:: Exercise description ::
Which lines should be repeated? Exactly the one containing "Thanks for the photo. Could you please mark the man" and every line after it through the end of the entries below.

Records from a dataset
▼

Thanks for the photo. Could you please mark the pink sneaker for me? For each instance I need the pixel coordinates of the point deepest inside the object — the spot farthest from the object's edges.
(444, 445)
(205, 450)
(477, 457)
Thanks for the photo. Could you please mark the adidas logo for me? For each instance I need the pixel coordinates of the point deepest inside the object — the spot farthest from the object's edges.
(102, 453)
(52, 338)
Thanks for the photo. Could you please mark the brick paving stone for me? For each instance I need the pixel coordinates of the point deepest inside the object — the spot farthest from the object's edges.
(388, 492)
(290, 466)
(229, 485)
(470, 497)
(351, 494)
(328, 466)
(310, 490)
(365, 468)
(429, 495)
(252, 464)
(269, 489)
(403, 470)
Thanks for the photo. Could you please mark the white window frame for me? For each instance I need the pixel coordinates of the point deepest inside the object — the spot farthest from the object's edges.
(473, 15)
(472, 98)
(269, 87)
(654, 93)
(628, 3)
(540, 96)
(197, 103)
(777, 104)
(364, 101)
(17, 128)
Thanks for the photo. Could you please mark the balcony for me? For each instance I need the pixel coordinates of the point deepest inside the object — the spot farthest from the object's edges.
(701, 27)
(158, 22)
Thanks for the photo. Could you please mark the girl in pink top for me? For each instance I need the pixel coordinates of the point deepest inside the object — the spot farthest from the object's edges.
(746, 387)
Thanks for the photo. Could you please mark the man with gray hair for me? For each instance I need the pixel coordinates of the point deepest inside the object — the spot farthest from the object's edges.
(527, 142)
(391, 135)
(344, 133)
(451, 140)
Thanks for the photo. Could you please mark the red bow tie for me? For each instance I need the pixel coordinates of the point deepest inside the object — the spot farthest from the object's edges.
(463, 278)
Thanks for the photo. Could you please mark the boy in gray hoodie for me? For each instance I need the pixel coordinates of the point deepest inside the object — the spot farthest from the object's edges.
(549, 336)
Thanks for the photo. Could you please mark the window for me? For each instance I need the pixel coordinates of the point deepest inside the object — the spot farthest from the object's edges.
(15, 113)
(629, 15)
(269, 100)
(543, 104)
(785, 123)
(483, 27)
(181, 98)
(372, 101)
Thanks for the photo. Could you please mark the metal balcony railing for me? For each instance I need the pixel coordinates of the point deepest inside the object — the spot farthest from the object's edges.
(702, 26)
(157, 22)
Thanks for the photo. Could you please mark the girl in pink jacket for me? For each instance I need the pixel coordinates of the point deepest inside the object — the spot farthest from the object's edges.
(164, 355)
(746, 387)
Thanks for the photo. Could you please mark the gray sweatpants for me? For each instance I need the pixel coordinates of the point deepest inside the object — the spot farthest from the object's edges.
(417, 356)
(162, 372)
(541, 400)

▲

:: The completed task ::
Thanks for the photo. Could you please mark the man with gray hair for me? For each instance I need the pixel coordinates of the point deepest inside the object — the spot farthest from the object's edges.
(527, 142)
(391, 135)
(344, 133)
(451, 140)
Thanks for the photo. Could you please mark the red bow tie for me? For each instance I need the pixel coordinates of the point deepest inside the object — the spot farthest from the object's edges.
(463, 278)
Thanks for the photo. Could you please mark the boy in gray hoodie for me? For each instance I need the pixel coordinates of the point deepest inside the object — the spot farthest from the object's edges.
(549, 336)
Thanks for the photo. Could you please mark the window for me? For each instance I need the pixel coordinates of the point deepest inside the object — the spot farthest from the object's edges.
(15, 113)
(629, 15)
(269, 100)
(543, 104)
(785, 123)
(483, 27)
(181, 98)
(372, 101)
Thanks for the photo. Could you please mark the metal balcony railing for me? For each instance I need the pixel coordinates of the point deepest inside the object — the spot farthest from the object's edges.
(702, 26)
(157, 22)
Thanks for the photo. Could you please mark the girl in pink jacket for me? For each instance I need the pixel coordinates of the point deepest inside the object — the spot farthest from the object's edges.
(164, 355)
(746, 387)
Thanks for the photo. Could you please mark the gray sweatpants for me? For each instance I need the pixel coordinates of the point deepest inside the object — the spot farthest from the object's edges.
(417, 356)
(162, 372)
(541, 400)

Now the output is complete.